(Lines of data)

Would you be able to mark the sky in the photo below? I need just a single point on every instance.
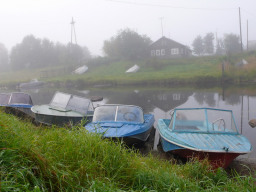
(99, 20)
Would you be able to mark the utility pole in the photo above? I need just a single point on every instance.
(247, 37)
(240, 31)
(73, 30)
(161, 18)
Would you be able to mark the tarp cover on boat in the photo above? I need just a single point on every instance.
(133, 69)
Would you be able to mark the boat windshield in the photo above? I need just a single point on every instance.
(67, 102)
(203, 120)
(4, 99)
(20, 98)
(118, 113)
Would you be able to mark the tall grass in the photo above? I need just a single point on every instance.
(58, 159)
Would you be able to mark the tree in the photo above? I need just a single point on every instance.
(3, 58)
(36, 53)
(198, 45)
(127, 44)
(232, 43)
(208, 43)
(26, 54)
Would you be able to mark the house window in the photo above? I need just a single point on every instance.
(176, 97)
(162, 51)
(152, 52)
(175, 51)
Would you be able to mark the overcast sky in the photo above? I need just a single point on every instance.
(98, 20)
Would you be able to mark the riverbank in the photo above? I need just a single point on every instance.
(60, 159)
(214, 70)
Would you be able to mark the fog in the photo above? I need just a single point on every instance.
(99, 20)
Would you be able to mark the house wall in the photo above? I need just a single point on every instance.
(166, 48)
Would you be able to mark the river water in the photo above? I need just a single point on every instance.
(160, 100)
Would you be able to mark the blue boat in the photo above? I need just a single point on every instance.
(203, 133)
(17, 103)
(125, 122)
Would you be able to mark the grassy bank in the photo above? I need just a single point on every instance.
(193, 70)
(58, 159)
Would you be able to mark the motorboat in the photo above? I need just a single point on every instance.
(203, 133)
(125, 122)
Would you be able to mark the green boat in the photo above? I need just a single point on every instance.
(64, 109)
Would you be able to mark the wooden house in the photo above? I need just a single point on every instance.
(168, 48)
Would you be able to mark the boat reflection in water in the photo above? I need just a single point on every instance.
(203, 133)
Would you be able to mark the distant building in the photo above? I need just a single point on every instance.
(252, 45)
(167, 48)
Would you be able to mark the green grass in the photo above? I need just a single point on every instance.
(58, 159)
(192, 70)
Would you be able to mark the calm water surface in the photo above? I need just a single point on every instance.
(160, 100)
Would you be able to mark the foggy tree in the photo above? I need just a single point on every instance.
(36, 53)
(208, 43)
(26, 53)
(198, 45)
(232, 43)
(127, 44)
(3, 58)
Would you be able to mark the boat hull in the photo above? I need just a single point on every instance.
(216, 159)
(134, 139)
(130, 133)
(60, 120)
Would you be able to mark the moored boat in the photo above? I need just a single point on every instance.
(64, 109)
(17, 103)
(203, 133)
(125, 122)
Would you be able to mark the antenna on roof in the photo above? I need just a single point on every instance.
(161, 18)
(73, 30)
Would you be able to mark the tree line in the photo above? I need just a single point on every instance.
(34, 52)
(39, 53)
(229, 44)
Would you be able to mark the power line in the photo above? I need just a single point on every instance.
(169, 6)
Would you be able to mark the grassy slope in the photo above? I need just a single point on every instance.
(58, 159)
(189, 70)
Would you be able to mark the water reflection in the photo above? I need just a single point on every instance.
(159, 101)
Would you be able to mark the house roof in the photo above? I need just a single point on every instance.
(169, 41)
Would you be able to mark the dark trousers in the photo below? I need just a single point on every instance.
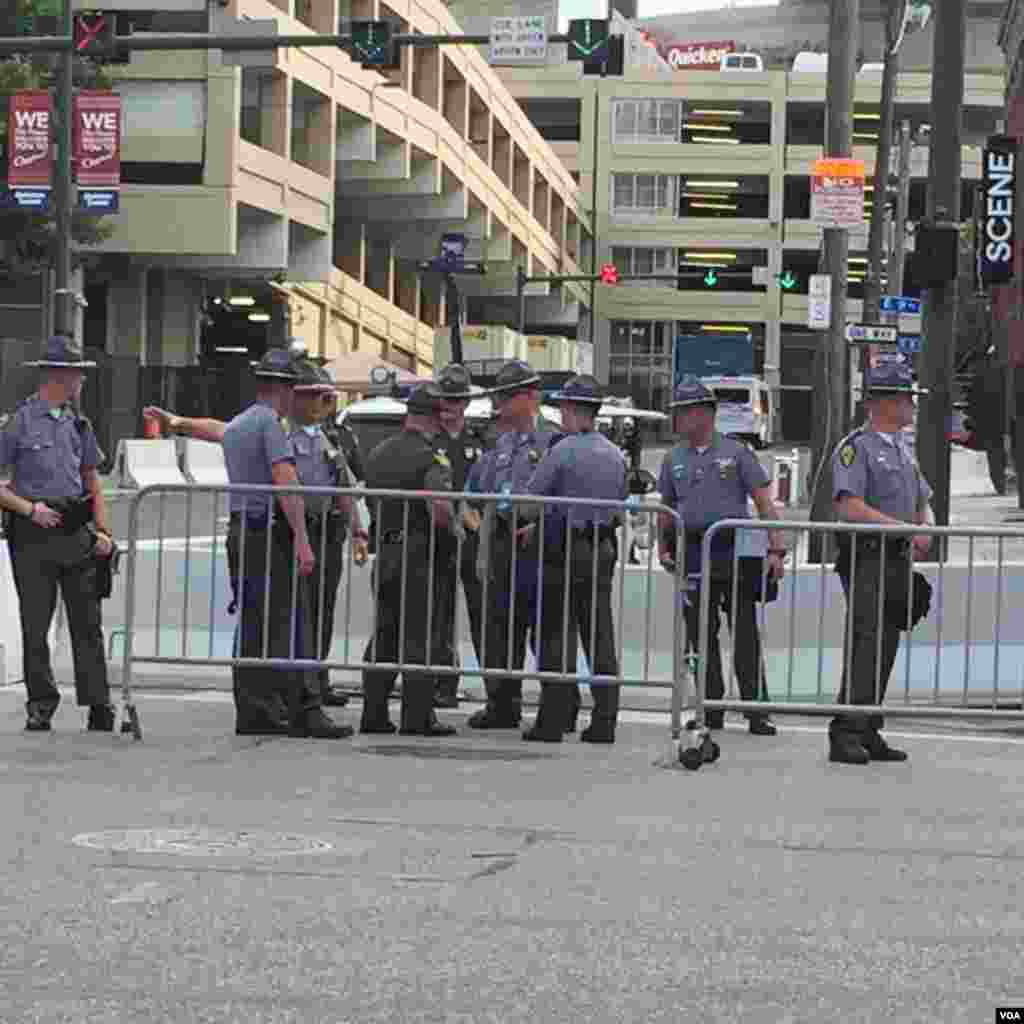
(584, 573)
(43, 561)
(747, 660)
(266, 695)
(330, 554)
(865, 676)
(401, 630)
(510, 613)
(463, 569)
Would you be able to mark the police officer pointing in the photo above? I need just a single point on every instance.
(708, 477)
(56, 526)
(580, 554)
(876, 479)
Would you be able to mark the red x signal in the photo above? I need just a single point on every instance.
(87, 29)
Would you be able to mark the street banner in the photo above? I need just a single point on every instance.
(29, 162)
(97, 139)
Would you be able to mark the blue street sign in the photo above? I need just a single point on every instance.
(899, 304)
(98, 201)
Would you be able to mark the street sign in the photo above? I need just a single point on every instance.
(819, 301)
(519, 40)
(899, 304)
(870, 334)
(838, 193)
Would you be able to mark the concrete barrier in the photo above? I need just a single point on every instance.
(203, 463)
(143, 463)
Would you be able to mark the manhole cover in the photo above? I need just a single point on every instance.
(202, 843)
(452, 753)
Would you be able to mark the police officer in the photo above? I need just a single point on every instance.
(708, 477)
(317, 464)
(257, 451)
(414, 543)
(580, 554)
(510, 606)
(56, 527)
(876, 479)
(463, 449)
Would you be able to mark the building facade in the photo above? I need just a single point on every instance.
(705, 175)
(295, 199)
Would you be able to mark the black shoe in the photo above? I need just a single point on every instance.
(879, 750)
(846, 749)
(100, 719)
(431, 729)
(315, 725)
(532, 734)
(491, 718)
(379, 728)
(713, 720)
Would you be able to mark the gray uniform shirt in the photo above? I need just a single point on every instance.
(584, 465)
(254, 441)
(706, 486)
(882, 471)
(45, 454)
(317, 464)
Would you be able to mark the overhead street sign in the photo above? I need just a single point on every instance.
(871, 334)
(899, 304)
(519, 40)
(838, 193)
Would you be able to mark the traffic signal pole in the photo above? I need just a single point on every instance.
(64, 299)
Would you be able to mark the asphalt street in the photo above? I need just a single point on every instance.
(197, 877)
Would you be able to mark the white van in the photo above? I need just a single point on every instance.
(810, 62)
(744, 409)
(741, 62)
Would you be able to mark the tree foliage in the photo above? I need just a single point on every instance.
(29, 240)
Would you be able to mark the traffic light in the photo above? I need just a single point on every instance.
(589, 40)
(614, 64)
(373, 46)
(95, 37)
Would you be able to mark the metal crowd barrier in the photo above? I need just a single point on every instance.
(957, 664)
(177, 592)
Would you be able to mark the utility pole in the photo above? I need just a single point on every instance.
(938, 324)
(883, 159)
(64, 299)
(898, 259)
(833, 388)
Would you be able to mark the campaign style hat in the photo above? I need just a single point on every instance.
(581, 390)
(890, 378)
(278, 364)
(690, 391)
(514, 376)
(61, 352)
(424, 398)
(312, 378)
(456, 382)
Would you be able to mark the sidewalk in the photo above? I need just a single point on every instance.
(482, 879)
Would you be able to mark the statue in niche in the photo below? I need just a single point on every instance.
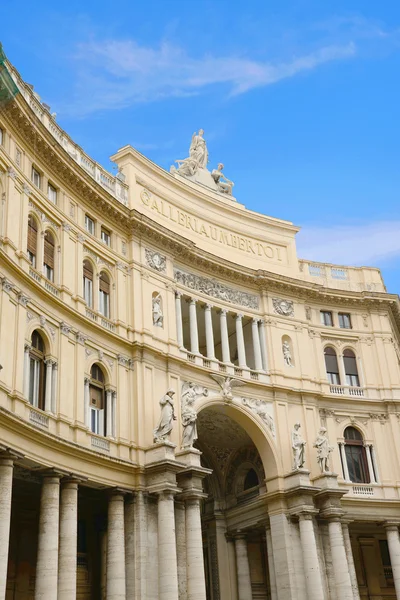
(158, 316)
(227, 384)
(224, 184)
(298, 447)
(164, 427)
(197, 159)
(190, 392)
(323, 450)
(287, 355)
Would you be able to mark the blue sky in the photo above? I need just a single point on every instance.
(299, 99)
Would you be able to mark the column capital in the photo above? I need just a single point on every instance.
(391, 525)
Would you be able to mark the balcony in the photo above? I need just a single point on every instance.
(346, 390)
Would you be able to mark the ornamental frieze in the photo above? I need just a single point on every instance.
(283, 307)
(212, 287)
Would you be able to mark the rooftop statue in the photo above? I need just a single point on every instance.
(194, 167)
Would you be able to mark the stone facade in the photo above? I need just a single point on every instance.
(119, 291)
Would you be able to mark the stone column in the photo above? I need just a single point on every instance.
(167, 559)
(370, 465)
(339, 560)
(392, 534)
(350, 561)
(263, 344)
(226, 355)
(87, 401)
(47, 553)
(240, 342)
(109, 413)
(271, 566)
(6, 477)
(68, 540)
(196, 584)
(49, 381)
(54, 389)
(116, 547)
(27, 348)
(130, 553)
(344, 462)
(310, 558)
(209, 332)
(194, 334)
(256, 345)
(179, 325)
(243, 568)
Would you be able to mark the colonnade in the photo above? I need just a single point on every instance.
(56, 563)
(258, 335)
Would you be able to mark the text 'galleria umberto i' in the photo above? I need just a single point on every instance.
(188, 411)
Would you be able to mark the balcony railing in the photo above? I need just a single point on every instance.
(346, 390)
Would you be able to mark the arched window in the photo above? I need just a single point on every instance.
(32, 240)
(97, 399)
(48, 256)
(331, 365)
(251, 480)
(104, 295)
(356, 456)
(88, 283)
(350, 368)
(37, 371)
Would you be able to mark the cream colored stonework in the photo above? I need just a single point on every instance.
(233, 303)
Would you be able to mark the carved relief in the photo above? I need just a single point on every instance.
(212, 287)
(283, 307)
(156, 261)
(263, 410)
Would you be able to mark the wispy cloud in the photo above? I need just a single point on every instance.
(369, 244)
(116, 74)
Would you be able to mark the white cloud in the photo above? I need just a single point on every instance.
(369, 244)
(116, 74)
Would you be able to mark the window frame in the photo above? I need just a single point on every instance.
(106, 234)
(342, 317)
(90, 224)
(323, 314)
(35, 173)
(52, 188)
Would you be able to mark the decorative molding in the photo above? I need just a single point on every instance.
(283, 307)
(156, 261)
(65, 328)
(212, 287)
(263, 410)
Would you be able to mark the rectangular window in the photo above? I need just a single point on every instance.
(104, 304)
(52, 193)
(89, 225)
(88, 291)
(326, 318)
(105, 236)
(95, 420)
(344, 321)
(35, 177)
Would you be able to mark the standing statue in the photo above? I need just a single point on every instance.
(298, 445)
(287, 355)
(323, 450)
(158, 316)
(189, 416)
(164, 427)
(224, 186)
(197, 159)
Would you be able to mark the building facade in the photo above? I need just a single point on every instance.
(187, 409)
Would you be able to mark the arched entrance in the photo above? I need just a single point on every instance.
(234, 514)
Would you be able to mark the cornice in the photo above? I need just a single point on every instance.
(60, 164)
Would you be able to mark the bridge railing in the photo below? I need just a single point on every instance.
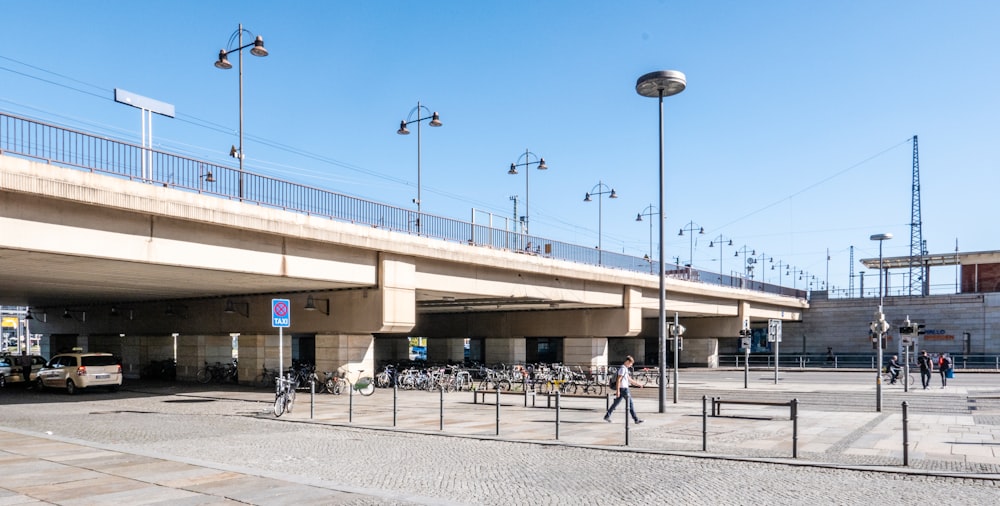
(62, 146)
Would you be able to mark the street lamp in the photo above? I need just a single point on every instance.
(513, 171)
(719, 240)
(659, 84)
(879, 326)
(435, 121)
(223, 63)
(600, 189)
(691, 227)
(746, 259)
(649, 212)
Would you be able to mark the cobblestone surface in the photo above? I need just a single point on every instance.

#### Given exercise:
Repeat exactly the lines above, from the line containing "Would you be able to mark the arched entrance" through the last line of the records, inclusive; omit any pictures.

#### Solved problem:
Would you be able to mark the arched entrance in the photo above? I need just a single point on every instance.
(234, 514)
Would you be able to mark the cornice in the photo above? I need just a single point on every instance.
(60, 164)
Would you be able to mark the bridge railing in the photo below? I need just a single point on every instance.
(62, 146)
Would you be able to mark the street lamp in the photo above? I need just a single point on every instance.
(513, 171)
(719, 240)
(659, 84)
(879, 326)
(435, 121)
(223, 63)
(600, 189)
(691, 227)
(746, 259)
(649, 212)
Would you be able to mark the cobblestone surface in the photo above? I need just a single point on every instance.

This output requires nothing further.